### [What to work on]
Whenever a picture appears, leave it out while repeating all the other data exactly.

--- Records supplied Enclosed Below ---

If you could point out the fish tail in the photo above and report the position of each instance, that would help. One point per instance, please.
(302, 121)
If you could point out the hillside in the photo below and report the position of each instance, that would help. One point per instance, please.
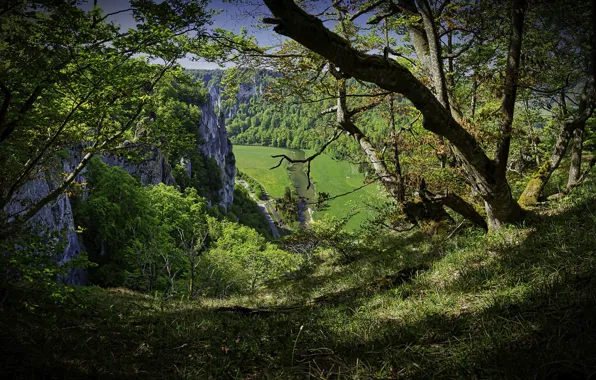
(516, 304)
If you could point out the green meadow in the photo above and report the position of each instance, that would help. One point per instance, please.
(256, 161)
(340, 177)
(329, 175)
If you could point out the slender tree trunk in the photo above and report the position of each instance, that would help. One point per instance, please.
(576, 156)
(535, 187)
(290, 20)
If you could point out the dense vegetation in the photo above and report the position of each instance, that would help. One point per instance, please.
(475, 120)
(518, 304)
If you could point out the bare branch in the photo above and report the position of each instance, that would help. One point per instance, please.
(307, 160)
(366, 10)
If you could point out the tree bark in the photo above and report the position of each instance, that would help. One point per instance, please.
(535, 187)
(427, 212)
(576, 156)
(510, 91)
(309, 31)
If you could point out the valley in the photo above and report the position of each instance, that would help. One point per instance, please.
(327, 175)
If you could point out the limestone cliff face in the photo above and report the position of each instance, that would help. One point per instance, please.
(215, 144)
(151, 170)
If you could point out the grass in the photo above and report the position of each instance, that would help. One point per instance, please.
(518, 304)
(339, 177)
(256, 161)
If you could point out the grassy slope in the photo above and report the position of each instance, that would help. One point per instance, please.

--- End of Enclosed Records supplied ---

### [Answer box]
If you could point out the fish tail in the photo above and report the position of each instance, that would help. One point per instance, please.
(302, 121)
If you could point out the hillside in the photo below and report the position of each instance, that would help. One point per instance, please.
(516, 304)
If you could point out the green meadow in the photo above and report the position of each instance, that would help. One point per instance, please.
(256, 161)
(340, 177)
(329, 175)
If you could point out the slender tree trunk in the photo above and report the position of each instance, that would help. One point per instance, please.
(576, 156)
(535, 187)
(290, 20)
If you could point out the dense vegetation in the photo above and report the position of each instance, that would help. One point per instance, please.
(475, 120)
(518, 304)
If you could point out the bare branch in the photo above and report the position of each instance, that would help. One point per instance, please.
(307, 160)
(366, 10)
If you could point out the tree bark in the photo above and report the position of each instance, that would help. One point per instance, please.
(535, 187)
(427, 212)
(576, 156)
(510, 91)
(309, 31)
If you could point out the valley in the photo above and report the position of each instance, that would help. One point per instance, please.
(327, 175)
If you could point out the limestone cliff face in the photo above and report the position of each instance, that would help. One point per instance, please.
(215, 144)
(151, 170)
If you could point out the grass in the photo above and report the position of each instance, that would help. One point per instance, please.
(518, 304)
(339, 177)
(256, 161)
If you could point out the grassy slope in the photo above and report the position of each instance, that would help. One point per instance, please.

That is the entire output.